[START]

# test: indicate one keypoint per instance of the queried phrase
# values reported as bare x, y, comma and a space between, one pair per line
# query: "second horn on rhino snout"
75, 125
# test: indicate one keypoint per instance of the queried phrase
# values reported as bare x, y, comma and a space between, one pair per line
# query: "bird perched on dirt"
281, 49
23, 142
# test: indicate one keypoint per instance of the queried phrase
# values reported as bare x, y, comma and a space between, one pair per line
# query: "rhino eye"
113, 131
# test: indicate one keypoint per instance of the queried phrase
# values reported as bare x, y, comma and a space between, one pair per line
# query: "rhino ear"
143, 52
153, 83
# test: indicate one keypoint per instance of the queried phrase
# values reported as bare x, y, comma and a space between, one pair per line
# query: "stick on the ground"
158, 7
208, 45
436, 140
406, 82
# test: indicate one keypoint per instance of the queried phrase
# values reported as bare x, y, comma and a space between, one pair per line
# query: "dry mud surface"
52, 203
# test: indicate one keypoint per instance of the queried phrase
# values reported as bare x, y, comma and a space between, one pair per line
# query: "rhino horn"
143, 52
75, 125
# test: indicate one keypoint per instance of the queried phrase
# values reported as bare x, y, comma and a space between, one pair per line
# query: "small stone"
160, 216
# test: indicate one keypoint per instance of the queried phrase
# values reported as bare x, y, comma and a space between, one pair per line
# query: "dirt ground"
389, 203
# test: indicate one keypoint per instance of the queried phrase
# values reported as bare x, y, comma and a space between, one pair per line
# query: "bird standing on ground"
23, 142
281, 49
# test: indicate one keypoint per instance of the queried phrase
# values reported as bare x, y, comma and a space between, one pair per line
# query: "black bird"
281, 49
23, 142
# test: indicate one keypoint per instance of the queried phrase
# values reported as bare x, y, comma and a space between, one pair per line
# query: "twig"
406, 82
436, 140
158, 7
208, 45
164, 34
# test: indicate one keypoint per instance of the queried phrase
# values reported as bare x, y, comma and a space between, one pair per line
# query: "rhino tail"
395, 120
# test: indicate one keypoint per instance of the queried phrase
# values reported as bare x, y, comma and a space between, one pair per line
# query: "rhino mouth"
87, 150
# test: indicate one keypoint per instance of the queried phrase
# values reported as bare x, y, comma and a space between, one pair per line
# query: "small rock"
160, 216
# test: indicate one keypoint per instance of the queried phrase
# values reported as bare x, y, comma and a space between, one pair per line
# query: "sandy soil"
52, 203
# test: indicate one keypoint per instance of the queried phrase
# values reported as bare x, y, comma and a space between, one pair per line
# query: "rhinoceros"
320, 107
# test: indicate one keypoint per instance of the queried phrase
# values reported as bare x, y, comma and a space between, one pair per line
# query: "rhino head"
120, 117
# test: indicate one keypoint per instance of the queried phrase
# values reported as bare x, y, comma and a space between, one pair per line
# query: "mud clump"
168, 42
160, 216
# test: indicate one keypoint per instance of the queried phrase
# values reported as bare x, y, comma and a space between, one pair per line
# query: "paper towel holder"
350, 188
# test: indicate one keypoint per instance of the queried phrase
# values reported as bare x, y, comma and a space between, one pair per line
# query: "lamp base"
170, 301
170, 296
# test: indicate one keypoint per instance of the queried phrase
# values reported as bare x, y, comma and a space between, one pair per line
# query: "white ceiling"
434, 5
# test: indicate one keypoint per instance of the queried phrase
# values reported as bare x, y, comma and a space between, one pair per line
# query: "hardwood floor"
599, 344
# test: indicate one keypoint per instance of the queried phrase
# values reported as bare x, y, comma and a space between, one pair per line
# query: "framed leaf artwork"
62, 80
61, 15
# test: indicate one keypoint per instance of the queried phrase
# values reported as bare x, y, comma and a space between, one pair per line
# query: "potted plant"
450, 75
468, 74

[END]

▸ What is expected: Print all the data exactly.

▸ Expected output:
# test: indicate one keypoint per instance of the queried phrase
# values reported as bare x, y, comma and a space between, one pair per line
# query: "second horn on rhino snout"
75, 125
# test: indicate one keypoint per instance of the queried phrase
# values reported as bare x, y, comma and a space between, one pair per line
# query: "bird perched on dirt"
281, 49
23, 142
# test: indicate one keypoint per instance of the queried phrase
# values reported as bare x, y, comma and a space between, one pair per line
# query: "rhino eye"
113, 131
# test: indicate one keypoint per instance of the queried phrase
# values reported as bare x, y, comma and a space between, one pair per line
# query: "rhino ear"
143, 52
153, 83
# test: indicate one keypoint per instance of the queried phrase
# values reported as bare x, y, comma and a space between, one pair per line
# query: "stick on the ground"
158, 7
208, 45
436, 140
406, 82
# test: indicate one keypoint per instance of the queried phrase
# values reported as bare x, y, comma and a space between, one pair per line
# query: "dry mud surface"
52, 203
# test: indicate one keypoint per instance of the queried phrase
# values reported as bare x, y, comma and a space between, one pair per line
# query: "rhino horn"
143, 52
75, 125
# test: indicate one keypoint per instance of the queried phrase
# values reported as bare x, y, comma and a space between, one pair per line
# query: "small stone"
160, 216
# test: indicate one keypoint per instance of the queried phrase
# values reported as bare x, y, comma and a space between, one pair per line
# query: "dirt ground"
389, 203
# test: indicate one keypoint per instance of the queried phrase
# values reported as bare x, y, comma and a space between, one pair per line
# query: "bird standing on ground"
23, 142
281, 49
# test: indicate one keypoint per instance of the queried phrase
# values reported as bare x, y, comma and a space between, one pair per line
# query: "black bird"
281, 49
23, 142
# test: indicate one keypoint per instance of the queried phrase
# values reported as bare x, y, comma and a space between, one pair per line
# query: "twig"
406, 82
436, 140
158, 7
208, 45
164, 34
# test: indicate one keypoint per instance of the queried phrase
# values reported as bare x, y, comma and a space between, one pair per line
# query: "rhino tail"
395, 120
# test: indicate one keypoint per instance of the queried phrase
# values reported as bare x, y, comma and a space between, one pair per line
# query: "rhino mouth"
87, 150
# test: indicate one keypoint per instance of the queried phrase
# values reported as bare x, y, comma and a space between, one pair per line
# query: "small rock"
160, 216
# test: indicate one keypoint per instance of the queried phrase
# values reported as bare x, y, comma and a space between, one pair per line
# query: "sandy soil"
52, 203
# test: indicate one keypoint per instance of the queried phrase
# values reported as bare x, y, comma and a space between, one pair per line
# query: "rhinoceros"
320, 107
# test: indicate one keypoint per instance of the queried phrase
# values reported as bare x, y, comma and a space between, one pair per line
# query: "rhino head"
120, 117
# test: indicate one keypoint per instance of the queried phrase
# values reported as bare x, y, comma and a space between, one pair per line
# query: "mud clump"
168, 42
160, 216
# test: indicate one keypoint per instance of the queried phrase
# values reported as bare x, y, comma and a space between, one pair per line
# query: "paper towel holder"
350, 188
# test: indicate one keypoint per instance of the queried phrase
# values reported as bare x, y, comma and a space between, one pair per line
# query: "lamp base"
170, 301
170, 296
# test: indicate one keypoint per instance of the queried phrase
# values reported as bare x, y, comma and a space between, one pair per line
# query: "white ceiling"
434, 5
# test: indicate one keypoint per instance of the queried phrase
# values reported as bare x, y, comma and a space between, one pair per line
# query: "hardwood floor"
599, 344
# test: indicate one keypoint per instance of the queried phrase
# values reported as bare x, y, comma and a space between, one pair per line
# query: "framed leaf artwork"
62, 80
61, 15
# test: indicate one keypoint per instance of the queried phrase
# values reported as bare x, y, comma and a space between, one pair per line
# query: "potted plant"
450, 75
468, 74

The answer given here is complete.